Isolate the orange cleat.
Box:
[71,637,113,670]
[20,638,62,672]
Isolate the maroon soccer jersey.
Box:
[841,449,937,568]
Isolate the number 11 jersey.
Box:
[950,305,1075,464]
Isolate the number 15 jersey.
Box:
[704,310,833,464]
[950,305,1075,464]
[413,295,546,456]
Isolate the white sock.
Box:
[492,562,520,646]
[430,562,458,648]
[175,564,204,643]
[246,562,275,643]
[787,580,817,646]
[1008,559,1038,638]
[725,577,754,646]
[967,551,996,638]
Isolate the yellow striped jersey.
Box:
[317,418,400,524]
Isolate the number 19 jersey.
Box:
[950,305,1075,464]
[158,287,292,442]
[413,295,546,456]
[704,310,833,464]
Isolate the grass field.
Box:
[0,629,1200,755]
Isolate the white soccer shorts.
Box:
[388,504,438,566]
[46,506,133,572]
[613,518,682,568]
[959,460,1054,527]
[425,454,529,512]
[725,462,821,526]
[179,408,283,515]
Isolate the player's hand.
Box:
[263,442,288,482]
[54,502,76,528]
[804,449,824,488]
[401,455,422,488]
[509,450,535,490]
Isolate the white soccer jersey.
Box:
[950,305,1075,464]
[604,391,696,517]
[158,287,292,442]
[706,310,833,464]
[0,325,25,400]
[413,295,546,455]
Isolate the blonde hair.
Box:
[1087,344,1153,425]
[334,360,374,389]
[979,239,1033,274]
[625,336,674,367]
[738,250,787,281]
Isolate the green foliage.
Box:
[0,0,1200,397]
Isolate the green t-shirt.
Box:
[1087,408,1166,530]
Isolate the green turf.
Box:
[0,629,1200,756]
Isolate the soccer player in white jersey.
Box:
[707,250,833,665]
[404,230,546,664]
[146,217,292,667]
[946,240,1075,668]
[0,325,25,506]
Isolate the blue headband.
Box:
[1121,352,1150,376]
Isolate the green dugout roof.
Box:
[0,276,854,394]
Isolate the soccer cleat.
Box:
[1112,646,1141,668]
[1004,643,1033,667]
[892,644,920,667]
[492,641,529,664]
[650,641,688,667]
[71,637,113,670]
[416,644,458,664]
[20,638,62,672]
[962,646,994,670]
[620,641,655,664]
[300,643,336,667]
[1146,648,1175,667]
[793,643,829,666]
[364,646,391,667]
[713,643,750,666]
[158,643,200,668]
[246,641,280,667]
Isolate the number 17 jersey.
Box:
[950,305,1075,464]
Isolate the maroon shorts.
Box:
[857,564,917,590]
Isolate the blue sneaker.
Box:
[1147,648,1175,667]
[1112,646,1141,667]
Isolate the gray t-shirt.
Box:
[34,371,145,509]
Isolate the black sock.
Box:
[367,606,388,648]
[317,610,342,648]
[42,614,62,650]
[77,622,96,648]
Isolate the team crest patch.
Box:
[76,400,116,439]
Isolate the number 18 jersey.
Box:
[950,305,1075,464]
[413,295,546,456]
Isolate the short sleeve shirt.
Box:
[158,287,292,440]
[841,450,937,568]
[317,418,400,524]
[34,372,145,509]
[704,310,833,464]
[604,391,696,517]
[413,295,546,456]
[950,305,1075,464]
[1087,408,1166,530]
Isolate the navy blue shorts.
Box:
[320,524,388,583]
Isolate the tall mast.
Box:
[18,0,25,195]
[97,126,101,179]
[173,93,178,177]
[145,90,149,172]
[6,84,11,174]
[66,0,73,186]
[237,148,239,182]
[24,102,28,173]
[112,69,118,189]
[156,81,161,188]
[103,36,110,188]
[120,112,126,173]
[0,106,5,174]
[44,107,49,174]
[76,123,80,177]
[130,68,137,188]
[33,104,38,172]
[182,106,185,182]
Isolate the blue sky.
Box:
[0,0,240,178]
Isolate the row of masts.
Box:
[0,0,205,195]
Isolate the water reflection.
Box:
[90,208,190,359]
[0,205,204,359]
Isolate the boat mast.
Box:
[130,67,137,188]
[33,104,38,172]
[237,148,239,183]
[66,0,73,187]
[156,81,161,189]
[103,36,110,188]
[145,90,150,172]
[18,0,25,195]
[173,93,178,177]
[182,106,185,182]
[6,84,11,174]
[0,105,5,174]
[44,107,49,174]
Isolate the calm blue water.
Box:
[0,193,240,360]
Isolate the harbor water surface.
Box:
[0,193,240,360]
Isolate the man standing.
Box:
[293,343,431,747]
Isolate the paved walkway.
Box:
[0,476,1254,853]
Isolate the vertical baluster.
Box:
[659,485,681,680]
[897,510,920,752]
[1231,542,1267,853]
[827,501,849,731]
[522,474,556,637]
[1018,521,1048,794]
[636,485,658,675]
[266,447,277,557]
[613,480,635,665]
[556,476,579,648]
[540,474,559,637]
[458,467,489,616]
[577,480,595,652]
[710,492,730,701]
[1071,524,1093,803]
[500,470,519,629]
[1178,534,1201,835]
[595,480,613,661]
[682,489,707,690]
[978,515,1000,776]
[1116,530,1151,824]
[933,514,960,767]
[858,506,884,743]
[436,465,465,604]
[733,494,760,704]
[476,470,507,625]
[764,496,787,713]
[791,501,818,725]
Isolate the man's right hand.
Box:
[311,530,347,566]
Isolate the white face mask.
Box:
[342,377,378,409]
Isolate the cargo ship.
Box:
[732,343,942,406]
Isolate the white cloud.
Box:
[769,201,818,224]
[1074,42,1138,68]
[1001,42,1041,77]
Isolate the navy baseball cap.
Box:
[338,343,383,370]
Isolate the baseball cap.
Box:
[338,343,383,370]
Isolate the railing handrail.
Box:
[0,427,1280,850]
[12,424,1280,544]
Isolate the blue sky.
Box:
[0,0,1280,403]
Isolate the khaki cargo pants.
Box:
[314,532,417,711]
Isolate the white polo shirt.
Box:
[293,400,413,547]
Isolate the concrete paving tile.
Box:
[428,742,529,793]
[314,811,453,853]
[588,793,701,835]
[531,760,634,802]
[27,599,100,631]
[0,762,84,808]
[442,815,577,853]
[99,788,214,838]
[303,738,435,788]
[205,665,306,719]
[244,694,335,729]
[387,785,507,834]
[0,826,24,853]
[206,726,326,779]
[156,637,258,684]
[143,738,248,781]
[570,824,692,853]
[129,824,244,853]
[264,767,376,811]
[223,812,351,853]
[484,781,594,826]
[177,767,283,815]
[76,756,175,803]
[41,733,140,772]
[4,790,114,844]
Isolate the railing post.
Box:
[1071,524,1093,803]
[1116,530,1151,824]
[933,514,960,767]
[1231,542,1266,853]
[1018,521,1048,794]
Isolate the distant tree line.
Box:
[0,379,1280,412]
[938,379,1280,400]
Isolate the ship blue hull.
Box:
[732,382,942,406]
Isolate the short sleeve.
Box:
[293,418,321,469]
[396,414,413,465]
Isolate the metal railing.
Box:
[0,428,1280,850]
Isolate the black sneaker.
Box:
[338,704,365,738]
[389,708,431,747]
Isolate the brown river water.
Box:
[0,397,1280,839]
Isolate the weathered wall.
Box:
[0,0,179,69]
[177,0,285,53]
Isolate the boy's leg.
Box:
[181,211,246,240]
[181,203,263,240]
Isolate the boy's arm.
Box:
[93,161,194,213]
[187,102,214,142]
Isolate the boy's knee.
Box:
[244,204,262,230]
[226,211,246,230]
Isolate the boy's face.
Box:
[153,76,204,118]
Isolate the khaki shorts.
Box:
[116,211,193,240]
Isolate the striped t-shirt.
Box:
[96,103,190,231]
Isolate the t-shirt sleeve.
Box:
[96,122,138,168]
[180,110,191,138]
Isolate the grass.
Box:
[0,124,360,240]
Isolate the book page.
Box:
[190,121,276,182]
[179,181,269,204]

Work required: Write out all of the material above again, substituting "Outline" for every "Isolate" and leaving everything else unchanged.

Full output:
Outline the orange cleat.
Box:
[71,637,113,670]
[20,638,62,672]
Outline the maroon soccer jersey.
Box:
[841,449,937,568]
Outline the number 11 jersey.
Box:
[950,305,1075,464]
Outline the number 15 jersey.
Box:
[704,310,833,464]
[950,305,1075,464]
[413,295,546,456]
Outline the white sock.
Box:
[492,562,520,646]
[430,562,458,648]
[175,564,204,643]
[246,562,275,643]
[787,580,817,646]
[1008,559,1038,638]
[725,577,754,646]
[967,551,996,638]
Outline the yellow striped jersey.
Box:
[317,418,400,524]
Outline the number 19 jersey.
Box:
[950,305,1075,464]
[158,287,292,442]
[413,295,546,456]
[704,310,833,464]
Outline the grass field.
Box:
[0,629,1200,755]
Outline the white soccer shorts.
Box:
[388,504,438,566]
[46,506,133,572]
[613,518,682,568]
[959,460,1054,527]
[425,454,529,512]
[725,462,821,526]
[179,408,283,515]
Outline the player's hand.
Box:
[263,442,288,482]
[54,502,76,528]
[804,449,824,488]
[401,455,422,488]
[509,450,535,490]
Outline the white soccer jersey.
Box:
[950,305,1075,464]
[604,391,696,517]
[158,287,292,442]
[706,310,833,464]
[0,325,25,400]
[413,295,546,455]
Outline the blonde hair.
Box:
[1087,344,1153,425]
[334,360,374,389]
[979,239,1033,274]
[625,336,674,367]
[738,250,787,281]
Outline the green foliage.
Box:
[0,0,1200,397]
Outline the green t-shirt.
Box:
[1087,408,1166,530]
Outline the green turf.
Box:
[0,629,1200,756]
Outline the soccer player in white jersey.
Box:
[707,250,833,665]
[404,230,546,664]
[146,217,292,667]
[946,240,1075,668]
[0,325,25,506]
Outline the blue headband.
Box:
[1121,352,1150,376]
Outline the green dugout roof.
Box:
[0,276,854,394]
Outline the soccer cleat.
Box:
[1112,646,1141,668]
[1004,643,1033,667]
[892,644,920,667]
[492,641,529,664]
[650,641,688,667]
[71,637,113,670]
[416,644,458,664]
[20,638,62,672]
[962,646,994,670]
[620,641,655,664]
[300,643,336,667]
[1146,648,1175,667]
[793,643,829,666]
[364,646,391,667]
[713,643,750,666]
[158,643,200,668]
[246,641,280,667]
Outline the number 17 jersey.
Box:
[950,305,1075,464]
Outline the maroon shorts.
Box:
[857,564,917,590]
Outline the blue sneaker.
Box:
[1147,648,1175,667]
[1112,646,1141,667]
Outline the gray t-shirt.
Box:
[34,371,145,509]
Outline the black sock.
Box:
[367,606,388,648]
[317,610,342,648]
[42,614,62,650]
[77,622,96,648]
Outline the team crest patch.
Box:
[76,400,116,439]
Outline the number 18 jersey.
Box:
[950,305,1075,464]
[413,295,546,456]
Outline the short sleeve shirt.
Box:
[158,287,292,440]
[841,450,937,568]
[317,418,400,524]
[34,372,145,509]
[704,310,833,464]
[604,391,696,517]
[413,295,546,456]
[950,305,1075,464]
[1087,408,1166,530]
Outline the navy blue shorts.
Box:
[320,524,388,583]
Outline the tall mast.
Box:
[18,0,25,195]
[97,126,101,179]
[173,93,178,177]
[145,90,149,172]
[6,84,11,174]
[66,0,73,186]
[237,148,239,182]
[24,102,28,173]
[112,69,118,189]
[156,81,161,188]
[103,36,110,188]
[120,112,126,173]
[0,106,5,174]
[44,107,49,174]
[76,123,80,177]
[130,68,137,188]
[33,104,38,172]
[182,106,185,182]
Outline the blue sky.
Box:
[0,0,240,178]
Outline the row of masts.
Box:
[0,0,205,195]
Outline the water reflection.
Box:
[90,208,190,359]
[0,205,204,359]
Outline the boat mast.
Box:
[130,67,137,188]
[33,104,38,172]
[237,148,239,183]
[66,0,73,187]
[156,81,161,189]
[103,36,110,188]
[145,90,150,172]
[18,0,25,195]
[173,93,178,177]
[182,106,185,182]
[6,84,11,174]
[0,105,5,174]
[44,107,49,174]
Outline the calm blue water.
Box:
[0,193,240,360]
Outline the harbor water surface.
Box:
[0,193,240,360]
Outline the man standing.
Box:
[293,343,431,747]
Outline the paved walkway.
Box:
[0,476,1254,853]
Outline the vertical baluster.
Box:
[659,485,681,680]
[897,510,920,752]
[1231,542,1267,853]
[827,501,849,731]
[522,474,556,637]
[1018,521,1048,794]
[636,485,658,675]
[266,447,277,557]
[613,480,635,665]
[556,476,579,648]
[540,474,559,637]
[458,467,489,616]
[577,480,595,652]
[710,492,730,701]
[1071,524,1093,803]
[500,470,519,629]
[1178,534,1201,835]
[595,480,613,661]
[682,489,707,690]
[978,515,1000,776]
[1116,530,1151,824]
[933,514,960,767]
[858,506,884,743]
[436,465,465,604]
[733,494,760,704]
[476,470,507,625]
[764,496,787,713]
[791,501,818,725]
Outline the man's right hand.
Box:
[311,530,347,566]
Outline the white face mask.
Box:
[342,377,378,409]
Outline the cargo ship.
Box:
[732,343,942,406]
Outline the white cloud.
Box:
[769,201,818,224]
[1074,42,1138,68]
[1001,42,1041,77]
Outline the navy baseball cap.
Box:
[338,343,383,370]
Outline the baseball cap.
Box:
[338,343,383,370]
Outline the railing handrail.
Box:
[0,427,1280,850]
[12,424,1280,544]
Outline the blue sky.
Box:
[0,0,1280,403]
Outline the khaki cargo pants.
Box:
[314,532,417,711]
Outline the white polo shirt.
Box:
[293,400,413,547]
Outline the concrete paving tile.
Box:
[428,742,529,793]
[314,811,453,853]
[588,793,701,835]
[531,760,634,802]
[27,599,100,631]
[0,762,84,808]
[442,815,577,853]
[99,788,214,838]
[303,738,435,788]
[205,665,306,719]
[244,694,335,729]
[387,785,507,834]
[0,826,24,853]
[206,726,326,779]
[156,637,258,684]
[143,738,248,781]
[570,824,692,853]
[129,824,244,853]
[264,767,376,811]
[223,812,351,853]
[484,781,594,826]
[177,767,283,815]
[76,756,175,803]
[41,733,140,772]
[4,790,114,844]
Outline the railing post.
Box:
[1071,524,1093,803]
[1116,530,1151,824]
[933,514,960,767]
[1231,542,1266,853]
[1018,521,1048,794]
Outline the distant tree line.
Box:
[0,379,1280,412]
[938,379,1280,400]
Outline the ship blue hull.
Box:
[732,382,942,406]
Outline the short sleeve.
Box:
[293,418,321,469]
[396,414,413,465]
Outline the metal railing.
Box:
[0,428,1280,850]
Outline the black sneaker.
Box:
[338,704,365,738]
[389,708,431,747]
Outline the brown river water.
Box:
[0,397,1280,839]
Outline the weathered wall.
Box:
[0,0,179,69]
[177,0,285,53]
Outline the boy's leg.
Box:
[181,211,246,240]
[181,203,263,240]
Outline the boy's arm.
Box:
[93,161,194,213]
[187,102,214,142]
Outline the boy's knee.
Box:
[244,204,262,230]
[226,211,246,230]
Outline the boy's face.
Box:
[153,76,204,118]
Outline the khaki shorts.
Box:
[116,211,193,240]
Outline the striped t-shirt.
Box:
[96,103,190,231]
Outline the t-shirt sleeve.
Box:
[96,122,138,168]
[180,110,191,138]
Outline the grass.
Box:
[0,124,360,240]
Outline the book page.
Box:
[190,121,276,182]
[179,181,269,204]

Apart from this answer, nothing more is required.